PARTS OF THE EXERCISE:
(1) In the excerpt about anti-spam products for Exchange, quote everything from "How I Tested" down to "this roundup prints.".
(2) According to the excerpt about anti-spam products for Exchange, what setup was the reviewer's domain upgraded to during the review?
(3) Carry on the excerpt about anti-spam products for Exchange from its last sentence.

EXCERPT TO READ:
---
For this roundup, I looked at eight products that work on the Exchange server itself, either integrated to Exchange or as SMTP gateways. These products are likely to be appropriate for the majority of departmental and corporate networks. If you’re an individual user with no control over the mail server, you’ll want to look at one of the client-side alternatives instead. If you’re trying to block spam for an entire enterprise, you may want to consider a separate SMTP gateway or ap-pliance filtering solution.

How I Tested
I tested these products on my actual live network. During the course of the review, I upgraded my domain from Exchange 2000 on Windows 2000 to Exchange 2003 on Windows 2003 Server. All but one of the products (Pro Exchange Spam Smacker) runs on Exchange 2003, though none of them were making use of the new Exchange 2003 anti-spam features in the versions I looked at (see, “What’s New in Exchange 2003” ADD URL). Pro Exchange expects to release an Exchange 2003 compatible version about the time this roundup prints.
---
DATA SHOWN:
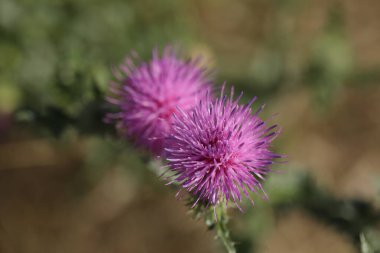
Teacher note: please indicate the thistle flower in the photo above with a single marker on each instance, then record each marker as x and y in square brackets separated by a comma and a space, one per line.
[148, 93]
[219, 151]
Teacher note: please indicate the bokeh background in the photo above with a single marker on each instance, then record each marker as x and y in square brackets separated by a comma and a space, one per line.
[67, 184]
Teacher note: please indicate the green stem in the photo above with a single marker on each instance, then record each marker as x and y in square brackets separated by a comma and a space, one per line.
[222, 231]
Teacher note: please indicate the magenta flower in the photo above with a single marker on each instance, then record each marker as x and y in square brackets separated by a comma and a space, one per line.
[147, 94]
[219, 150]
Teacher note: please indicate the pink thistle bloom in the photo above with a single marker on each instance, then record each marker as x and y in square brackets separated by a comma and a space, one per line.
[148, 93]
[219, 151]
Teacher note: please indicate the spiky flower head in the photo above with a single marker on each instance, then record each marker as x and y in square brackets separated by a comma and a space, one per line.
[220, 150]
[147, 94]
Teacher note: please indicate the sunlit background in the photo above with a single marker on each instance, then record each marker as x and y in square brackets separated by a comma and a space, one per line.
[67, 184]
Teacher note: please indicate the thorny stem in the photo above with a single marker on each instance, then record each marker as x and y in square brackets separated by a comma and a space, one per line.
[217, 218]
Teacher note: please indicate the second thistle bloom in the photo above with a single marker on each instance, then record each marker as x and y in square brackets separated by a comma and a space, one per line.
[148, 93]
[220, 150]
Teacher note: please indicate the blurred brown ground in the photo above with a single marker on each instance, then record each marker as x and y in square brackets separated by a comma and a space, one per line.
[39, 212]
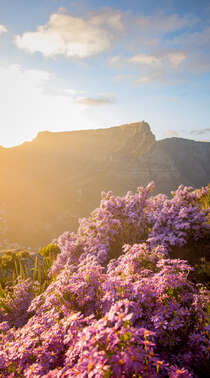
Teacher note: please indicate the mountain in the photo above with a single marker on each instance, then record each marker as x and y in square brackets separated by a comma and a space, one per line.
[47, 184]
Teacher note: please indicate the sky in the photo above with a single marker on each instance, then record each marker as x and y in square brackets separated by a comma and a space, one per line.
[73, 65]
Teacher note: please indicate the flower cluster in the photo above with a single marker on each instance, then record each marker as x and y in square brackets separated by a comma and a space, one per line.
[117, 305]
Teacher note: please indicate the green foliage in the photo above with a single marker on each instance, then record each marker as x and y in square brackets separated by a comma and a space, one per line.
[50, 251]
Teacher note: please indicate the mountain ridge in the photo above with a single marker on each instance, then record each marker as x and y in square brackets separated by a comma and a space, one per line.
[48, 183]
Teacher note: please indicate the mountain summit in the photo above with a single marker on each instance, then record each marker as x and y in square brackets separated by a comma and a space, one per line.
[48, 183]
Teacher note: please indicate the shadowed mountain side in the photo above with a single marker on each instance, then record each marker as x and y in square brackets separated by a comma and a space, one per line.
[47, 184]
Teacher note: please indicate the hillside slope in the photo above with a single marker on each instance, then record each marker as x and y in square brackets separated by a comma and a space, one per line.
[47, 184]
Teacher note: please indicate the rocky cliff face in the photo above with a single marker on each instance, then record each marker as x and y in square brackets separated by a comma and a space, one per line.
[47, 184]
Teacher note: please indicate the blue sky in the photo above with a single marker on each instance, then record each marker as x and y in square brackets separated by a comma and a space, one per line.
[67, 65]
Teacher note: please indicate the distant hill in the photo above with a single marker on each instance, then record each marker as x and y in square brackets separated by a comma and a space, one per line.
[47, 184]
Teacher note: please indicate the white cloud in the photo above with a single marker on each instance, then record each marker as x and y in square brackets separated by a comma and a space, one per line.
[28, 107]
[175, 58]
[145, 59]
[72, 36]
[3, 29]
[95, 101]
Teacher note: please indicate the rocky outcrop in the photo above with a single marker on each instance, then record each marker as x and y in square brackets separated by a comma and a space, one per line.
[47, 184]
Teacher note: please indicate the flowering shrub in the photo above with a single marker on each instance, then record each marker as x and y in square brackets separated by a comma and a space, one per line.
[117, 305]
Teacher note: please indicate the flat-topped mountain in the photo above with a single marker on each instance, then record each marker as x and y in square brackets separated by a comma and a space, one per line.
[47, 184]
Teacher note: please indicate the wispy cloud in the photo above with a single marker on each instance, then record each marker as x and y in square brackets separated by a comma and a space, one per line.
[145, 59]
[3, 29]
[72, 36]
[201, 131]
[94, 101]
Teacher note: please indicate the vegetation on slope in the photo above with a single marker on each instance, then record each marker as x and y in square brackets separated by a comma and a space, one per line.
[115, 304]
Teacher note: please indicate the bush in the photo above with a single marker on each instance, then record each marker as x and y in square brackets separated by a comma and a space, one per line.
[117, 305]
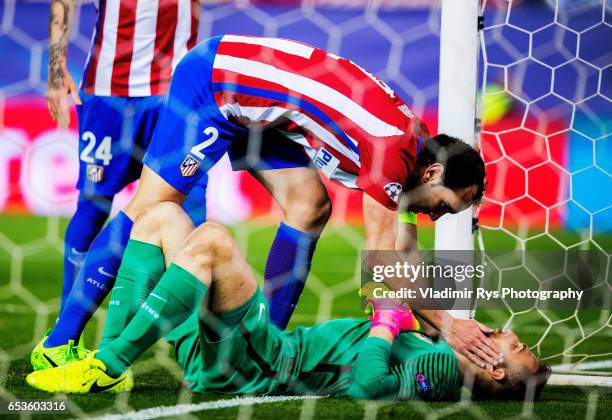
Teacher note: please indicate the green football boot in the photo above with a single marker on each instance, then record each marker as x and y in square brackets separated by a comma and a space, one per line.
[45, 358]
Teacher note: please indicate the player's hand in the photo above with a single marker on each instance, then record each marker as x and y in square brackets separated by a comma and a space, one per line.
[468, 337]
[59, 85]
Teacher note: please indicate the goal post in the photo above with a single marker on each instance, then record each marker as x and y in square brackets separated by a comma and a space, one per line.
[458, 85]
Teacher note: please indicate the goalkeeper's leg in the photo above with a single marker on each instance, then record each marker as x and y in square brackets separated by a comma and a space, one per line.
[154, 241]
[209, 255]
[99, 270]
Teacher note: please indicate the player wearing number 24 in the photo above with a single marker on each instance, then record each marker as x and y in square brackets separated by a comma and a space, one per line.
[286, 111]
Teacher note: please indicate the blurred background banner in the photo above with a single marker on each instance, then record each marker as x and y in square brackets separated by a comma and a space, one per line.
[546, 79]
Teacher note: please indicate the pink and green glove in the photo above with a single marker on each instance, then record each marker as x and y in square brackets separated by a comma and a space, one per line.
[395, 320]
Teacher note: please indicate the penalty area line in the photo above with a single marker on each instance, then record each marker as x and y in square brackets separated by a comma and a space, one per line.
[175, 410]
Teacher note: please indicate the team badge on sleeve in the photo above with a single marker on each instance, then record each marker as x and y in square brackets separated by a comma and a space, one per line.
[95, 173]
[189, 166]
[394, 190]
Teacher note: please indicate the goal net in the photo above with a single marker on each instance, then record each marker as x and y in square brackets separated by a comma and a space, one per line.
[545, 116]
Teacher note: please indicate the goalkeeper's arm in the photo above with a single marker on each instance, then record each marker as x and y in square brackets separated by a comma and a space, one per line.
[371, 378]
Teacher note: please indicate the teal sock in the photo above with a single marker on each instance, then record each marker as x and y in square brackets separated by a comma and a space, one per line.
[177, 295]
[141, 268]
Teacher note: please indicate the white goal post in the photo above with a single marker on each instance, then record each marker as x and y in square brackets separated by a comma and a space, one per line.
[458, 85]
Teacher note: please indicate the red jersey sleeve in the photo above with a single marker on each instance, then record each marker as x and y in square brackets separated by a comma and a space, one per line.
[386, 164]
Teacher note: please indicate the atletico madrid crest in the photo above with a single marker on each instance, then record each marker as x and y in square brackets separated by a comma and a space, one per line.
[189, 166]
[95, 173]
[394, 190]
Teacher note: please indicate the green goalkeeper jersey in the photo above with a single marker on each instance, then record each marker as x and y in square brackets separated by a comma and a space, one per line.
[257, 358]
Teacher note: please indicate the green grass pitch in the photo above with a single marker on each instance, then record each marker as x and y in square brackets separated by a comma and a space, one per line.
[30, 282]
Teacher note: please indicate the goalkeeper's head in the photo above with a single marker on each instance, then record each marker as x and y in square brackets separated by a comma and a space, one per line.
[520, 377]
[448, 177]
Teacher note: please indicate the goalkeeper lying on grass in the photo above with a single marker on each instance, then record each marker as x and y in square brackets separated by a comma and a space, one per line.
[210, 309]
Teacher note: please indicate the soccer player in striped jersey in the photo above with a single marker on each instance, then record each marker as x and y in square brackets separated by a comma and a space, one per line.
[135, 46]
[286, 110]
[208, 306]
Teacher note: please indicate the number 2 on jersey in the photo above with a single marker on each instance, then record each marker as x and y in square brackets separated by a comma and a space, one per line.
[102, 152]
[213, 134]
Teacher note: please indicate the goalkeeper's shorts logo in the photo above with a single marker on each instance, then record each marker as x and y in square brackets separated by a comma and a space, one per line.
[95, 173]
[423, 383]
[189, 166]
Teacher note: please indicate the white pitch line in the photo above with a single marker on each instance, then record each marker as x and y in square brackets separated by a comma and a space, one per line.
[584, 365]
[175, 410]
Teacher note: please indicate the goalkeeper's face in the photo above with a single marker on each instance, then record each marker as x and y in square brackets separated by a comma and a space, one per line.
[520, 376]
[516, 354]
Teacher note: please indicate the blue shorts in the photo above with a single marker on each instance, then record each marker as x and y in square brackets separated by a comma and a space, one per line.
[114, 133]
[193, 134]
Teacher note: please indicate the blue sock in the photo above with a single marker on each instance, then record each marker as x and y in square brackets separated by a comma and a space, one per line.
[286, 271]
[93, 282]
[86, 222]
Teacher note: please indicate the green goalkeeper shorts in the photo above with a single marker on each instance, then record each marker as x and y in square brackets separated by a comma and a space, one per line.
[252, 357]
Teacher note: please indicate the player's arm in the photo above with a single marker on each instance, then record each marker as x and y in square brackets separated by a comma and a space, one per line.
[371, 377]
[468, 337]
[380, 225]
[60, 83]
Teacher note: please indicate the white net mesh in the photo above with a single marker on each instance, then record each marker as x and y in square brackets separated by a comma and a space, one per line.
[546, 128]
[545, 140]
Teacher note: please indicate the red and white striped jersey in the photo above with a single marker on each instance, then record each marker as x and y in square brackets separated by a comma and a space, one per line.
[353, 126]
[137, 43]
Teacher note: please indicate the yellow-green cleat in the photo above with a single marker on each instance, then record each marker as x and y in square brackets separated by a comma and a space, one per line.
[46, 358]
[86, 376]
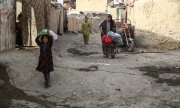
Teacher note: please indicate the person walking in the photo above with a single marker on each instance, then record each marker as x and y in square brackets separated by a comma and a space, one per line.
[45, 63]
[19, 37]
[86, 30]
[106, 26]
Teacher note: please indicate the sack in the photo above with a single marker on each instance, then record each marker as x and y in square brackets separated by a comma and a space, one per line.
[116, 38]
[107, 40]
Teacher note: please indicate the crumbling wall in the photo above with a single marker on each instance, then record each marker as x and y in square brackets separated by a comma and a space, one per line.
[157, 23]
[88, 5]
[7, 25]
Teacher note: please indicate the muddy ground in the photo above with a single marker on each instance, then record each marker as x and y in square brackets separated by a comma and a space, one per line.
[83, 78]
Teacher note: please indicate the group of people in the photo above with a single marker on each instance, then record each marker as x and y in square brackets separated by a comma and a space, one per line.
[105, 26]
[45, 64]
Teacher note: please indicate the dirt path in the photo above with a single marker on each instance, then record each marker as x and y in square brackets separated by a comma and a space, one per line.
[84, 79]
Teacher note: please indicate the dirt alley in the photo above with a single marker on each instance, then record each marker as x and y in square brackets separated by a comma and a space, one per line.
[84, 79]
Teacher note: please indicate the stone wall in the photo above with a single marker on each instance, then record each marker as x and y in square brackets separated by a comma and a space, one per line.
[92, 5]
[157, 23]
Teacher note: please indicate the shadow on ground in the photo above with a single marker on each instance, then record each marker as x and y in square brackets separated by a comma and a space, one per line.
[162, 74]
[9, 92]
[150, 40]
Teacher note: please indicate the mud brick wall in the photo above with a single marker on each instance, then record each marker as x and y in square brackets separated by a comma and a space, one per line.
[157, 23]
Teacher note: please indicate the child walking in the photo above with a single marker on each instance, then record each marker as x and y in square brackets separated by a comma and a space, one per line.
[86, 30]
[45, 64]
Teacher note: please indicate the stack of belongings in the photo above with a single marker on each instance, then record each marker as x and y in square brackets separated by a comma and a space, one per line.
[116, 38]
[107, 40]
[48, 32]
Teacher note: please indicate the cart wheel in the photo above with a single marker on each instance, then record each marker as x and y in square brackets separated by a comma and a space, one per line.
[131, 45]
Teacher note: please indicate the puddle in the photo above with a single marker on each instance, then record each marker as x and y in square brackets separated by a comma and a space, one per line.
[89, 69]
[80, 53]
[157, 73]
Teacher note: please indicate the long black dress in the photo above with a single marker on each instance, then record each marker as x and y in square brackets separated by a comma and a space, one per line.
[45, 63]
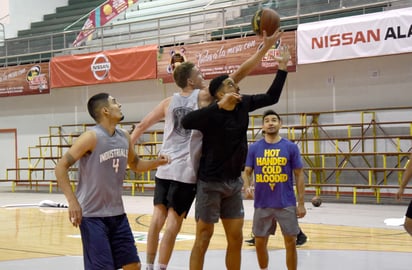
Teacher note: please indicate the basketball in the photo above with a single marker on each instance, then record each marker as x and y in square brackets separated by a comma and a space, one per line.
[316, 201]
[265, 19]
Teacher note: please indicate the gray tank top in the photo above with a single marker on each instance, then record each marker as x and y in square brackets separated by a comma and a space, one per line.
[101, 175]
[183, 146]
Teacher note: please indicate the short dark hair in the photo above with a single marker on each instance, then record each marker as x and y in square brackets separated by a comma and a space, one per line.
[95, 103]
[270, 112]
[216, 83]
[182, 73]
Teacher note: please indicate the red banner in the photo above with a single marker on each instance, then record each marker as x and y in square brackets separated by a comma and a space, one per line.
[100, 16]
[24, 80]
[137, 63]
[215, 58]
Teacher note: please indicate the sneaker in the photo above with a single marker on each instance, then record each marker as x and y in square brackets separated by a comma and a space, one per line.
[251, 242]
[301, 239]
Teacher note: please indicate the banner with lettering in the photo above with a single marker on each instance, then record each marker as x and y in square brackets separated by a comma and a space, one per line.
[130, 64]
[219, 57]
[100, 16]
[24, 80]
[381, 33]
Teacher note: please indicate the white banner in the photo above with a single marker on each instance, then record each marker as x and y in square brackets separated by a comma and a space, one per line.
[382, 33]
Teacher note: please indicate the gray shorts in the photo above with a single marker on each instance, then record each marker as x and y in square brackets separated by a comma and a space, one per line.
[265, 221]
[216, 200]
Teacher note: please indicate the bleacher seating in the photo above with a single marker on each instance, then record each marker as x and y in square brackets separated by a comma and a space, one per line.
[164, 22]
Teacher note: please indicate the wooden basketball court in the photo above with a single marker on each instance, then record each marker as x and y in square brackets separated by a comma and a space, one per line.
[343, 234]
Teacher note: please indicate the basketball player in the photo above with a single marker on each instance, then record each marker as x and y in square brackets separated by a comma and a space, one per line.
[104, 152]
[223, 154]
[275, 162]
[407, 175]
[176, 182]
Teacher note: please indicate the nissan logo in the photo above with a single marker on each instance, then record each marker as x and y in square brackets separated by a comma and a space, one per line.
[100, 67]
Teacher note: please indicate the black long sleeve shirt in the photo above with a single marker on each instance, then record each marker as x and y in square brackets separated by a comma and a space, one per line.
[225, 147]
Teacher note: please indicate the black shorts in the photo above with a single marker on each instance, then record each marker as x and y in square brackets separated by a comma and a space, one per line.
[108, 242]
[177, 195]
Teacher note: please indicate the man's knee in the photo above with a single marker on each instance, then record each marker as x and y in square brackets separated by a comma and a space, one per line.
[408, 225]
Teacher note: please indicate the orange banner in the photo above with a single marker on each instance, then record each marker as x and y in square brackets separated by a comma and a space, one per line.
[137, 63]
[24, 80]
[216, 58]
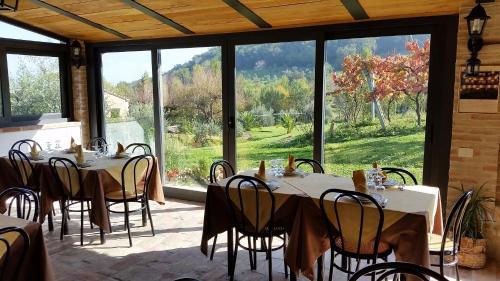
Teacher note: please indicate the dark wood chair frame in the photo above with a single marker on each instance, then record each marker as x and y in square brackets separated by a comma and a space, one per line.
[138, 198]
[453, 226]
[144, 146]
[250, 232]
[334, 234]
[316, 166]
[396, 269]
[22, 197]
[402, 173]
[228, 171]
[67, 198]
[6, 257]
[18, 145]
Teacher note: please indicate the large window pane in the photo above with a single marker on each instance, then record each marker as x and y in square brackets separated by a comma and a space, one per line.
[375, 103]
[274, 101]
[34, 84]
[128, 98]
[192, 96]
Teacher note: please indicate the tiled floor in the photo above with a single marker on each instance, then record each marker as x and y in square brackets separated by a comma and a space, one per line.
[172, 253]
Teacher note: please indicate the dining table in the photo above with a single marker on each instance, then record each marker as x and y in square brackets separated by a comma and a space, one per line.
[100, 175]
[36, 265]
[410, 213]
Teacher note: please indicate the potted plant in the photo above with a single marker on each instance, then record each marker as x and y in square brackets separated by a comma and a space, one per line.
[472, 252]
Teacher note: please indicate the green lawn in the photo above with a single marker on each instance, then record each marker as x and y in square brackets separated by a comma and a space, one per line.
[341, 157]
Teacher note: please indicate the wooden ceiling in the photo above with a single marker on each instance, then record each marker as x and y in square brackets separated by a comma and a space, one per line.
[109, 20]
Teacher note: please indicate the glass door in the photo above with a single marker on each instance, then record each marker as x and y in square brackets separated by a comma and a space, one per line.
[375, 92]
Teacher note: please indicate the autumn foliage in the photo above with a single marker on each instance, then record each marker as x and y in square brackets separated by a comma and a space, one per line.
[366, 78]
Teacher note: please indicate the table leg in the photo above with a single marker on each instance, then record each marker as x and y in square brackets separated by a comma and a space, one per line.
[101, 234]
[320, 268]
[229, 251]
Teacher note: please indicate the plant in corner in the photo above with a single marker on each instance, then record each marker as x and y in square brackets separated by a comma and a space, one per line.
[472, 252]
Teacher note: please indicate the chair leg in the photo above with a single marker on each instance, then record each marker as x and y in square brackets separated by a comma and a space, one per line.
[88, 211]
[127, 224]
[213, 248]
[150, 217]
[81, 222]
[270, 260]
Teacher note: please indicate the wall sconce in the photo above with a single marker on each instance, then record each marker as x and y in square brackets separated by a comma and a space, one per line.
---
RESULTS FOR EACH TASK:
(1)
How I Tested
I tested these products on my actual live network. During the course of the review, I upgraded my domain from Exchange 2000 on Windows 2000 to Exchange 2003 on Windows 2003 Server. All but one of the products (Pro Exchange Spam Smacker) runs on Exchange 2003, though none of them were making use of the new Exchange 2003 anti-spam features in the versions I looked at (see, “What’s New in Exchange 2003” ADD URL). Pro Exchange expects to release an Exchange 2003 compatible version about the time this roundup prints.

(2) Exchange 2003 on Windows 2003 Server.

(3)
My mail servers accept mail for users on a dozen different domains of widely varying traffic. Some get practically no e-mail; others get hundreds of messages a day. My own main e-mail address has been available on my home page on the Web for years now, so it’s been picked up by every spam mailing list on the planet.

Testing on a real network had both pros and cons. From the standpoint of seeing what the products can do, there’s no substitute for using the actual stream of incoming mail. But during the course of the review process, I discovered various incompatibilities and configuration issues. Three times, my Exchange servers were down badly enough to require rebuilding and once, I lost several hours of incoming mail. All of the problems were eventually solved by the respective tech support people, but were I responsible for a busier network, any one of these could have been a disaster. In addition, there were times when the anti-spam filtering was far too aggressive, and user mail got quarantined for hours until I noticed it wasn’t getting through.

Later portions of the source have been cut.